→ **Written exercise**
Collect every line of the records below that contains the word "floor", copying each line in full. Treat the match as case-sensitive.

··· Extracted material ···

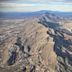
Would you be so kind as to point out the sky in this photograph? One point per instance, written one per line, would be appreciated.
(35, 5)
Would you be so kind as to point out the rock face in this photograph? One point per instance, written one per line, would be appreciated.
(39, 44)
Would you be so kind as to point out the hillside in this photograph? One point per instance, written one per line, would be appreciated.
(36, 44)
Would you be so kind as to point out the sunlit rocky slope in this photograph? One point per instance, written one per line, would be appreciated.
(37, 44)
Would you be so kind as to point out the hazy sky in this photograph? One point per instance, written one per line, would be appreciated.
(35, 5)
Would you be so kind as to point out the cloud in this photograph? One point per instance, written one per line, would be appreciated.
(17, 7)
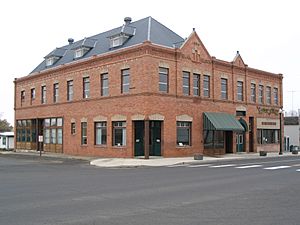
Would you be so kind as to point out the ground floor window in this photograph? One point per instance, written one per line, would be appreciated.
(26, 131)
(84, 133)
(53, 130)
(183, 133)
(267, 136)
(213, 139)
(119, 133)
(100, 133)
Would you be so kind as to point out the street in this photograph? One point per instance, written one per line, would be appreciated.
(262, 191)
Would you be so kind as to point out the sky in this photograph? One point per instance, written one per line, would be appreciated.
(266, 33)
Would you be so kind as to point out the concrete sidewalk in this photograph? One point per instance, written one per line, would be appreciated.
(160, 161)
(140, 161)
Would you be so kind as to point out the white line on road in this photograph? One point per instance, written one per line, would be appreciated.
(222, 166)
(277, 167)
(200, 165)
(250, 166)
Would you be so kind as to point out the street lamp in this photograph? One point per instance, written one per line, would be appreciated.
(280, 131)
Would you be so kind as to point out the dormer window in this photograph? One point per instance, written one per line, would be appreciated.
(51, 60)
(80, 52)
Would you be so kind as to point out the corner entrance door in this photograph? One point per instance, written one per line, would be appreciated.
(239, 142)
(139, 138)
(155, 138)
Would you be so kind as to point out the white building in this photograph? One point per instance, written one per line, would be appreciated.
(7, 140)
(291, 131)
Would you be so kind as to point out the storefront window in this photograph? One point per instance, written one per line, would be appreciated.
(265, 136)
(213, 139)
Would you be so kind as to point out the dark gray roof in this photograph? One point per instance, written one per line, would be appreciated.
(139, 31)
(291, 120)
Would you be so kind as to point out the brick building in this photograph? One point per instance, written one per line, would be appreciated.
(142, 89)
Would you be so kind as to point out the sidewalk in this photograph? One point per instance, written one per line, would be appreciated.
(160, 161)
(152, 162)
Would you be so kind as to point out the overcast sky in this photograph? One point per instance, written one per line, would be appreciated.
(267, 33)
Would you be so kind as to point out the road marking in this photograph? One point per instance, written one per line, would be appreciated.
(222, 166)
(277, 167)
(200, 165)
(177, 165)
(250, 166)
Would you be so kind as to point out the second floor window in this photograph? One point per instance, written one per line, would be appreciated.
(32, 95)
(224, 91)
(260, 94)
(70, 90)
(240, 91)
(206, 85)
(268, 95)
(253, 92)
(276, 96)
(86, 87)
(22, 97)
(163, 80)
(43, 95)
(196, 84)
(186, 83)
(125, 81)
(55, 93)
(104, 84)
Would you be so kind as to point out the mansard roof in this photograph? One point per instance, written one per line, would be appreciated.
(147, 29)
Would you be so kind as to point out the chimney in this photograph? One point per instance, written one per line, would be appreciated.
(127, 20)
(71, 41)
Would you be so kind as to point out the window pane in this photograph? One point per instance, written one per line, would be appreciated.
(59, 136)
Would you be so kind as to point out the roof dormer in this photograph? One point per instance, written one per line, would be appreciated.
(54, 56)
(84, 46)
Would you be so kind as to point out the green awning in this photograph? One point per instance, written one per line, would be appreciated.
(221, 121)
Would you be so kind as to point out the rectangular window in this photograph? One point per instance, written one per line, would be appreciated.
(70, 90)
(83, 133)
(276, 96)
(53, 136)
(213, 139)
(268, 95)
(196, 84)
(224, 87)
(55, 93)
(104, 84)
(59, 136)
(265, 136)
(206, 85)
(184, 133)
(125, 81)
(86, 87)
(186, 83)
(32, 94)
(22, 97)
(73, 128)
(260, 94)
(240, 91)
(43, 95)
(163, 80)
(100, 133)
(253, 92)
(119, 133)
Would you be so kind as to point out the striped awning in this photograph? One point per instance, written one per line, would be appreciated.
(221, 121)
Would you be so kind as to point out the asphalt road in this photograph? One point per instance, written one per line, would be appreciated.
(242, 192)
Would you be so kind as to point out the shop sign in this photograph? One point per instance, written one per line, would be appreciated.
(268, 111)
(267, 123)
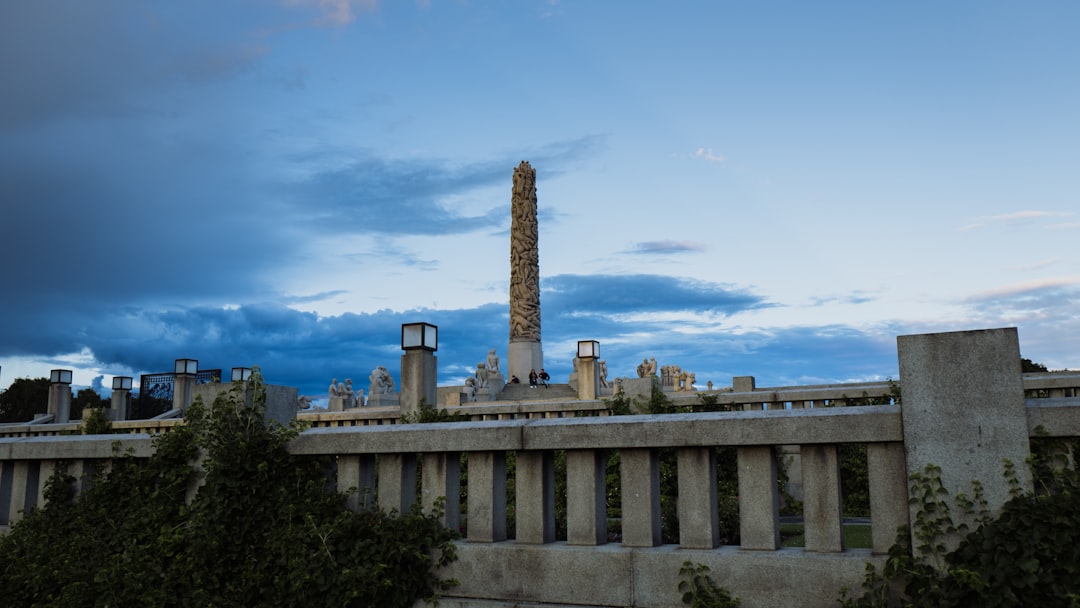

···

→ **Exercise output**
Would you be so kind as to point out the ground floor window in this photograph? One point per instance, written one per line, would be appreciated.
Would you be so kind as to point out the second floor window in this photograph? One point per instance, written one per line, would be appreciated.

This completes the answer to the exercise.